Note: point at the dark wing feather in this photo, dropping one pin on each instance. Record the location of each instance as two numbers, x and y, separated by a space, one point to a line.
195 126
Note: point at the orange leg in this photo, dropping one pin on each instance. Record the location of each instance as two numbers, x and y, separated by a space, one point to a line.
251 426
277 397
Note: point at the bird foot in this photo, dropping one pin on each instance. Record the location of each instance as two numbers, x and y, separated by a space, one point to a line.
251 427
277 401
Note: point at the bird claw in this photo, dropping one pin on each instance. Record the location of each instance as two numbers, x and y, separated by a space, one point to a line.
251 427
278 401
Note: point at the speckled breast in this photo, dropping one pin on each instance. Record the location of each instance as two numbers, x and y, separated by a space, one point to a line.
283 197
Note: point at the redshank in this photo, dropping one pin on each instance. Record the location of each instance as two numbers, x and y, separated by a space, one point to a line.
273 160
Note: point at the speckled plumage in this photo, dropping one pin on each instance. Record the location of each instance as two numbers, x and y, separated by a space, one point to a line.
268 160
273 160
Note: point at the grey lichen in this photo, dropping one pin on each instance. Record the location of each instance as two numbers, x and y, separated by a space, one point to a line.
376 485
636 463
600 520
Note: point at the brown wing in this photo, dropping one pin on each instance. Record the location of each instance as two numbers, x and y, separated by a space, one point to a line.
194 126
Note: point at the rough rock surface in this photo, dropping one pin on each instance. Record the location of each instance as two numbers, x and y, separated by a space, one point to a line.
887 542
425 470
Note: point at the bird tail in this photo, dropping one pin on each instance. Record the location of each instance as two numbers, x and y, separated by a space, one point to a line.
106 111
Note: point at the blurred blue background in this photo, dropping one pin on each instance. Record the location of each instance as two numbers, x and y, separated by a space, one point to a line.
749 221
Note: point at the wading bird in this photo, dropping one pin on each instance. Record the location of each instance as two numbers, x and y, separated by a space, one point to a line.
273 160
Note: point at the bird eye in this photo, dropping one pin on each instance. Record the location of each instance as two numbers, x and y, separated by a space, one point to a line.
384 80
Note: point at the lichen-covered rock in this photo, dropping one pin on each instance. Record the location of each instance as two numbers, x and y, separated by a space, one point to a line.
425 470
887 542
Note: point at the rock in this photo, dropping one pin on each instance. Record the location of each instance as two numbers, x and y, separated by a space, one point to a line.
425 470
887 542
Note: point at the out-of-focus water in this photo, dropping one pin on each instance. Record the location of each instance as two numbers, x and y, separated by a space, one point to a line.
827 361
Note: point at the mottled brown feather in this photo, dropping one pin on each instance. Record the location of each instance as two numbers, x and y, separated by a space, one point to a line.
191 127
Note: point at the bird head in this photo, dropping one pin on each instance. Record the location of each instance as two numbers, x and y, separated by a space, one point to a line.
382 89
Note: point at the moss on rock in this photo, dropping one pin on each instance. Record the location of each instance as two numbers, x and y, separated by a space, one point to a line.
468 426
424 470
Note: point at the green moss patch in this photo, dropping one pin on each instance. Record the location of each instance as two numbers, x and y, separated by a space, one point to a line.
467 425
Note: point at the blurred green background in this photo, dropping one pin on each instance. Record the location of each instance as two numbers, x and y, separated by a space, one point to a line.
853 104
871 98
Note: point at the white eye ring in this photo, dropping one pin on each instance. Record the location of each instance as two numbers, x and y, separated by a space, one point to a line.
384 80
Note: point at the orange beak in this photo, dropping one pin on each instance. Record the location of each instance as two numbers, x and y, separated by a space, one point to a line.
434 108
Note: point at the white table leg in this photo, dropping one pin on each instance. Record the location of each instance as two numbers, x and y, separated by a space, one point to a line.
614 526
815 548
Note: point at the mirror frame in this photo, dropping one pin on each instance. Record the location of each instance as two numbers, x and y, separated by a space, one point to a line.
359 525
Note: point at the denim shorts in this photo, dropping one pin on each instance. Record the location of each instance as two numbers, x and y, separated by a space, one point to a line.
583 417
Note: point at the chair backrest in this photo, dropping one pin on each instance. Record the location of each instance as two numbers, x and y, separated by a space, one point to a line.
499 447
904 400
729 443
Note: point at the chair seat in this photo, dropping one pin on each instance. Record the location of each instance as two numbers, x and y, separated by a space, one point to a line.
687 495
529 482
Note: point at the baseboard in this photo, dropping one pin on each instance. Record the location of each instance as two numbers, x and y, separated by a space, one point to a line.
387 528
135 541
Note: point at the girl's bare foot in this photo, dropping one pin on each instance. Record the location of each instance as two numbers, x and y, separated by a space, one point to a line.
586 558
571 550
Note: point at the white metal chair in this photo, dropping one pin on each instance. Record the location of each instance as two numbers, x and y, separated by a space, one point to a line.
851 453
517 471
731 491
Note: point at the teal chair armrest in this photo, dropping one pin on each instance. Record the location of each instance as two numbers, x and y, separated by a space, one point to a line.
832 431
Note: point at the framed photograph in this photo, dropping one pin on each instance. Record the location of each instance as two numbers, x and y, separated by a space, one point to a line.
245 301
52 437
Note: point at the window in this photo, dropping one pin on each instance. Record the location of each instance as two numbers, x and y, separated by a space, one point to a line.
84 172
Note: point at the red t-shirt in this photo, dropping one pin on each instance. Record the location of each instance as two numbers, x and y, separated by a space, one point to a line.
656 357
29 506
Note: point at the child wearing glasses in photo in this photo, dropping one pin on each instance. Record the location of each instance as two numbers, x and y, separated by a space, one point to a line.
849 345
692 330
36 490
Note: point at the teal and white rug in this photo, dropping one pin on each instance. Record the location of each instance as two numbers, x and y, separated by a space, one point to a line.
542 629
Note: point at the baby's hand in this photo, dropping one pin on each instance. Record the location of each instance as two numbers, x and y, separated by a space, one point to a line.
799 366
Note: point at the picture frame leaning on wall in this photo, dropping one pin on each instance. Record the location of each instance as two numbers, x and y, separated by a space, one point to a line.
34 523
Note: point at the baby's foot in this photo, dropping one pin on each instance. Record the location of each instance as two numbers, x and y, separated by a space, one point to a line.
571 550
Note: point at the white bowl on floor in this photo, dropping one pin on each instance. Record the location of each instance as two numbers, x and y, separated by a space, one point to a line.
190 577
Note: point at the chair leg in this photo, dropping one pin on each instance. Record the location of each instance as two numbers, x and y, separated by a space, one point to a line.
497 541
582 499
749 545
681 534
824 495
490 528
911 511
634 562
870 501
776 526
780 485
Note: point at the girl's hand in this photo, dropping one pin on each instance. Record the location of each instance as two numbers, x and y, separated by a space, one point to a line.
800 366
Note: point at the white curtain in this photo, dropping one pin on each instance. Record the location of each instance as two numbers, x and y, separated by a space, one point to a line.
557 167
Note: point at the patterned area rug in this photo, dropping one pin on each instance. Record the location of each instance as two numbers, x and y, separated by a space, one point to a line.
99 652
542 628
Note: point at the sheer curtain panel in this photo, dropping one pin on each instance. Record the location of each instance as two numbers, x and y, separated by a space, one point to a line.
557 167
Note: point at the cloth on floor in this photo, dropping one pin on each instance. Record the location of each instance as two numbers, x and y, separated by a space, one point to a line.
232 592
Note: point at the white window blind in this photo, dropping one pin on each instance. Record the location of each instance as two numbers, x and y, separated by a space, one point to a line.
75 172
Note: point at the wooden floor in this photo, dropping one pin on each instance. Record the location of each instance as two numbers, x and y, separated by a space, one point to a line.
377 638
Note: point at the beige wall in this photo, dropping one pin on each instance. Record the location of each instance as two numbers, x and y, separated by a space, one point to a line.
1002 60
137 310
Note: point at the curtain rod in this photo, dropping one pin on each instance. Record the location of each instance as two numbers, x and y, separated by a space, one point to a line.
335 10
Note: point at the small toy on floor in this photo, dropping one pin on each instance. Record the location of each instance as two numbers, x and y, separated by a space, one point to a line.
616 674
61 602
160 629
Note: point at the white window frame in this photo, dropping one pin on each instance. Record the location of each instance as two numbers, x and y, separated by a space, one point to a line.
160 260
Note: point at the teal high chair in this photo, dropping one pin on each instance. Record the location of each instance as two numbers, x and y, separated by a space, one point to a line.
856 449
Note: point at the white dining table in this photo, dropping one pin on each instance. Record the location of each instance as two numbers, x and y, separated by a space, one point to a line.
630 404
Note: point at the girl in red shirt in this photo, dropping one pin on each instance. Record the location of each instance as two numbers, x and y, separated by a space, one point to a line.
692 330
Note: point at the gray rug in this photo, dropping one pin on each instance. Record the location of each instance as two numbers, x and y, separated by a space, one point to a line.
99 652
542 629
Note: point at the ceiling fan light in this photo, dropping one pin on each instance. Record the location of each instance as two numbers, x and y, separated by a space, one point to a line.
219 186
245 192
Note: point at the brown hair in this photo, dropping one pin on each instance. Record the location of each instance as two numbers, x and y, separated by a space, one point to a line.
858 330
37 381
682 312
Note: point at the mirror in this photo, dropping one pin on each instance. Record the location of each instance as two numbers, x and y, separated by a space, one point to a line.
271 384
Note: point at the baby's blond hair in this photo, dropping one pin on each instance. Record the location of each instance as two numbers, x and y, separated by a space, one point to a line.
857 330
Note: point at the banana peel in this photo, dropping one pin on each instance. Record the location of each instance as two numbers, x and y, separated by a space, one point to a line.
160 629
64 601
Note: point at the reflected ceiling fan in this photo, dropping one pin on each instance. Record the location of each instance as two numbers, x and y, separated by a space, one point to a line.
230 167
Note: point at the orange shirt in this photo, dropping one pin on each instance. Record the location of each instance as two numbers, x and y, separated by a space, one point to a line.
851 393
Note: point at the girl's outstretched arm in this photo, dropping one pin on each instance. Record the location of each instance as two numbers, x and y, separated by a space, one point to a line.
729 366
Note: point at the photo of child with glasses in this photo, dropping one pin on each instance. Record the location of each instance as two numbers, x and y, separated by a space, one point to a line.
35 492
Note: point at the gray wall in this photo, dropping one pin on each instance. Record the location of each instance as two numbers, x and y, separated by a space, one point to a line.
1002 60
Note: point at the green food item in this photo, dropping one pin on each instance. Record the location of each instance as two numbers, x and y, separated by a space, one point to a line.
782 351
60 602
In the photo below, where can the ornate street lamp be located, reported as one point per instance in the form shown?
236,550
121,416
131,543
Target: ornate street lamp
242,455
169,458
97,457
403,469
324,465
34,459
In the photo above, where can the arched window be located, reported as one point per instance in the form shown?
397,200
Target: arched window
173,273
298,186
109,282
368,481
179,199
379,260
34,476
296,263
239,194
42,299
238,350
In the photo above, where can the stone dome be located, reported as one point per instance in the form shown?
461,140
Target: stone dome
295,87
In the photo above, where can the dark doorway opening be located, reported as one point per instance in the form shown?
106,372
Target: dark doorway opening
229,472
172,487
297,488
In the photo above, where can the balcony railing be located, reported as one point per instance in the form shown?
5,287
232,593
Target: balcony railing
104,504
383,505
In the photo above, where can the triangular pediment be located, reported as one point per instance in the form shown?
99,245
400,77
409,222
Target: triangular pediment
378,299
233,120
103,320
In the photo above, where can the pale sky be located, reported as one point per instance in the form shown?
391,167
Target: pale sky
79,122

§ Action item
All lines that include the word "located" must be copied from the material above.

§ Output of the exercise
In the photo below, where can the ornate street lamp be located, reported as one point per instance in the form shown?
In the photo above, where can the arched window be located, reported as one point per instance in the form shown?
In the photo above, where can the stone dome be located, reported as one point per instance in the form shown?
In the photo above, where can the dark doorway opening be located, reported as one point per instance in the form shown?
In the photo above, where can the balcony railing be located, reported as one point per instance in the form shown?
In the photo above, where can the triangular pediment be located, reported as one point per instance in the form shown?
In the photo above, where can the pale sky be located, reported as one point per instance in the form shown?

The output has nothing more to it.